### Required action
For the records below, print every one exactly, with nothing dropped.

START Records supplied

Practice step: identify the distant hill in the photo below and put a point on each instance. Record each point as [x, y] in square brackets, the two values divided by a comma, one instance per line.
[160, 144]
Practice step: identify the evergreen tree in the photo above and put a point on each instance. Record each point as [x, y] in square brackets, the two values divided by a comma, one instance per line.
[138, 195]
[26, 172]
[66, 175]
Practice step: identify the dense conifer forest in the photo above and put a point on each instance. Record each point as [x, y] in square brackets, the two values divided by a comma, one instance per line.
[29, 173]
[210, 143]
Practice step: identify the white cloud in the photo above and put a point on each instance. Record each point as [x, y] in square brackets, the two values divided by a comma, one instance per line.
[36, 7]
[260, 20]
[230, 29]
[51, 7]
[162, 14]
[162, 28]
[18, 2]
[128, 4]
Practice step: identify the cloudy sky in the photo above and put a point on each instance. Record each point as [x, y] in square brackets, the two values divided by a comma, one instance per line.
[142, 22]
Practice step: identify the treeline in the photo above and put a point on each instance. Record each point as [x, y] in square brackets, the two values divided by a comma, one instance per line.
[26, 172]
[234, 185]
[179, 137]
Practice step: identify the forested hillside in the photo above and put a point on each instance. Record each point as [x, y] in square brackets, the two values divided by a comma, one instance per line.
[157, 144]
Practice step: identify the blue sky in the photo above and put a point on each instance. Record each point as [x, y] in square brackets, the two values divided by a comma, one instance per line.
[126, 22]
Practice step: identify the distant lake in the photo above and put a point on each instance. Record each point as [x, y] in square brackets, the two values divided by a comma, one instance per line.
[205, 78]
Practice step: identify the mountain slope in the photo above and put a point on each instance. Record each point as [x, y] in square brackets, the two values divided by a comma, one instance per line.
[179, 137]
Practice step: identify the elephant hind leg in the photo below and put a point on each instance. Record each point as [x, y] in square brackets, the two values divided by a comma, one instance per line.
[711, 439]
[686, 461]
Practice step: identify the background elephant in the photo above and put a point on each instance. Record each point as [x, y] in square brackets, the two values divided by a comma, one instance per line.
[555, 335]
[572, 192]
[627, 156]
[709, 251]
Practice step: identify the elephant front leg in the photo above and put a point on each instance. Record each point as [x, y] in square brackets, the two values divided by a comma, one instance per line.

END Records supplied

### Response for this exercise
Practice step: identify the distant hill in the photo below and put a point on each instance. Record each point as [x, y] in square brackets, the two values divided by a comma, one instance per line.
[160, 144]
Practice step: identify the evergreen tree in the photo above and put a point on each instance. Record each point as [x, y] in square brackets, the two values divided by a comma, one instance per line.
[138, 195]
[26, 172]
[66, 175]
Practice step: identify the dense conifer forest in the photo above and put a point on each instance. Record each point as [x, y] in square brackets, the two values divided by a comma, one instance per line.
[29, 173]
[210, 143]
Practice step: identify the white cloud in the photo above and put a point on each instance. Record each point as [x, y] in square brackets, the two values divided by a comma, one instance per line.
[36, 7]
[260, 20]
[230, 29]
[51, 7]
[162, 14]
[162, 28]
[18, 2]
[128, 4]
Practice step: identify the cloudy sky in the photo above and put a point on each instance. Record each point as [x, y] in square brackets, the two values divided by a comma, one instance per line.
[142, 22]
Practice step: identify the treeline in the photo above and put a point on each instance. Record each point as [x, y] in square brackets, the two values divided by a comma, one instance per line.
[26, 172]
[234, 185]
[179, 137]
Practice step: identify the forested hillside in the photo above and put a point on each instance. Record each point as [x, y] in square brackets, the two values divided by a comma, one instance per line.
[157, 144]
Practice step: identify the blue sky in the photo above and put a point on each instance. Record each point as [x, y] in square brackets, the two values divided by a comma, one instance per line.
[126, 22]
Practice step: identify the distant lake in the photo above and put a point on each instance. Record each point as [x, y] in square brackets, the two values divided by a comma, one instance per line.
[205, 78]
Practice step: identify the mountain slope in the photo above and put a point on each instance. Record each point as [x, y] in square brackets, the two values divided by a comma, one instance per line.
[179, 137]
Practice step: identify the elephant hind leg in the photo below and put a point on each instance. Record each point as [x, y] in square brackets, the two values divided by a comma, one instance per line.
[711, 439]
[686, 461]
Practice step: identify the background elephant in the photo above and put a point on each instance. Record each point as [x, y] in square brackets, the two values divided by a comma, one instance per line.
[555, 335]
[572, 192]
[627, 156]
[709, 251]
Practice step: identify the elephant front leg in the photo above and put a point on each instance. Record each point as [x, y] in square brackets, the two values divided by a comma, one instance per line.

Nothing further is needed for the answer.